[Location annotation dataset excerpts]
= = = =
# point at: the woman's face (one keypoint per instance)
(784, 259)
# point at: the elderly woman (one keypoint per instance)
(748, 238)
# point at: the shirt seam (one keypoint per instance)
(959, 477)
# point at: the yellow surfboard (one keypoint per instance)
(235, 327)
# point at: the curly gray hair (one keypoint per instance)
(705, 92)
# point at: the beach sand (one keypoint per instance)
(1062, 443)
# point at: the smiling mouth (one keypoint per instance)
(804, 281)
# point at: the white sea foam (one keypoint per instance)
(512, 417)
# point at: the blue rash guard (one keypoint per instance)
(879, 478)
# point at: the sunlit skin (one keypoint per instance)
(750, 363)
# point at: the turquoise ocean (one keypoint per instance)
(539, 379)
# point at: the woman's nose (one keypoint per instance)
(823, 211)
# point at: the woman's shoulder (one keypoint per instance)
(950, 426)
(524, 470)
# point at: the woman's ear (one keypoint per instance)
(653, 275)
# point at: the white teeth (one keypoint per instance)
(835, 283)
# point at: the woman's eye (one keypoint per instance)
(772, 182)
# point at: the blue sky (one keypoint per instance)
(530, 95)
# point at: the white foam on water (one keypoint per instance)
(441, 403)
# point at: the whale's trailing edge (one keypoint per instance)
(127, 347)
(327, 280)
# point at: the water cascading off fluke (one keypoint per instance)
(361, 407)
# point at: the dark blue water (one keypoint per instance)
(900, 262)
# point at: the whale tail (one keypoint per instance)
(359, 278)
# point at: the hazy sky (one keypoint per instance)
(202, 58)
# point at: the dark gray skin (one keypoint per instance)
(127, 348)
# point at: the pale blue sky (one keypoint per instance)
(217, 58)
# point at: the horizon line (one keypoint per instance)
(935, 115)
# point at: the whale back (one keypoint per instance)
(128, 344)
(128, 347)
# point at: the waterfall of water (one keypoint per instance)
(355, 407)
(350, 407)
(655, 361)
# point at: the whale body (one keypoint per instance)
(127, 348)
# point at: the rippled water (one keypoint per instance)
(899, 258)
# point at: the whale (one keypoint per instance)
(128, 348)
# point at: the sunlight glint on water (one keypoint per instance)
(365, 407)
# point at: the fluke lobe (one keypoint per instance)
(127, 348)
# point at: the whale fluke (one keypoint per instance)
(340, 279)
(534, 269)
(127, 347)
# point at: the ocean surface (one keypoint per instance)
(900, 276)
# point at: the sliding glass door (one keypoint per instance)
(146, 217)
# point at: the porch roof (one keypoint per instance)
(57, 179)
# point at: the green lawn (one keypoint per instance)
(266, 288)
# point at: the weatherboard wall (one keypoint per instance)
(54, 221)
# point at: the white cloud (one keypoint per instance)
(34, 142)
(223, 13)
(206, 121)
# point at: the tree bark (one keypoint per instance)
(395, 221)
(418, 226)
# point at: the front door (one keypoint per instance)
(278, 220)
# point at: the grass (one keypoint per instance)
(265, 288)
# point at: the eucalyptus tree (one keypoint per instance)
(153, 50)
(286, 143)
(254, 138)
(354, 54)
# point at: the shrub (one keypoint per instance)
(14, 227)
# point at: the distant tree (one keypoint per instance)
= = = =
[THE TASK]:
Rewrite the data above, changing each "keypoint" to "marker" and keeping everything else the same.

[COMPLETED TASK]:
# point at: the woman's face (one marker per instance)
(784, 259)
# point at: the elderly woman (one marker per instance)
(748, 238)
# point at: the shirt seam (one marker per instance)
(959, 477)
# point at: the yellow surfboard (one marker per instance)
(235, 327)
# point at: the curly gray hair (one marker per instance)
(705, 92)
# point at: the beach sand (one marker per instance)
(1062, 443)
# point at: the smiling mouth (one marker per instance)
(804, 281)
# point at: the white sea foam (one marker per instance)
(512, 417)
# point at: the blue rash guard (one marker per instance)
(879, 478)
# point at: the sunlit skin (one marker per instance)
(750, 363)
# point at: the turquoise ocean (one marker per instance)
(539, 379)
# point at: the woman's nose (one marker per instance)
(823, 211)
# point at: the woman's shoulder (one marker per instance)
(950, 426)
(524, 470)
# point at: the woman's ear (one marker per instance)
(653, 275)
# point at: the white teeth (one marker per instance)
(835, 283)
# point at: the woman's eye (one marker per instance)
(772, 182)
# point at: the blue sky (one marker per instance)
(530, 95)
# point at: the white foam on water (one marker per instance)
(441, 403)
# point at: the whale's trailing edge (one marker per instance)
(127, 347)
(327, 280)
# point at: the water cascading off fluke (one marker per instance)
(361, 407)
# point at: the dark blue water (one marker per instance)
(900, 262)
# point at: the whale tail (one marker per instance)
(359, 278)
# point at: the hazy sky (one marker per instance)
(202, 58)
# point at: the dark gray skin (one marker per instance)
(127, 348)
# point at: the pale blue sky (one marker per instance)
(217, 58)
# point at: the horizon line (one marker per instance)
(935, 115)
# point at: the whale back (one marker per instance)
(128, 344)
(128, 347)
# point at: the waterfall of water (one marker per instance)
(355, 407)
(350, 407)
(655, 361)
# point at: the whale body (one marker per instance)
(127, 348)
# point at: the rippled water (one marker per instance)
(899, 258)
# point at: the whale (one marker per instance)
(128, 348)
# point at: the sunlight glint on water (one marker per instance)
(365, 407)
# point at: the fluke lobe (one marker per instance)
(127, 348)
# point at: the whale fluke (one marker per instance)
(340, 279)
(534, 269)
(127, 347)
# point at: the ocean surface (one marker per instance)
(900, 276)
# point at: the sliding glass door (one marker per instance)
(146, 217)
# point at: the porch roof (one marker per instance)
(57, 179)
# point at: the green lawn (one marker per instance)
(266, 288)
# point at: the weatherboard wall (one marker per instance)
(54, 221)
# point at: the white cloud (one marker per instance)
(34, 142)
(223, 13)
(206, 121)
# point at: the tree bark (one marker per instance)
(395, 221)
(418, 226)
# point at: the front door (one marker per instance)
(278, 220)
# point at: the grass (one marker per instance)
(265, 288)
# point at: the eucalyptus tree (one marker per instance)
(153, 50)
(286, 143)
(254, 138)
(354, 54)
# point at: the shrub (one marker per instance)
(14, 227)
# point at: the distant tree (one marker per instance)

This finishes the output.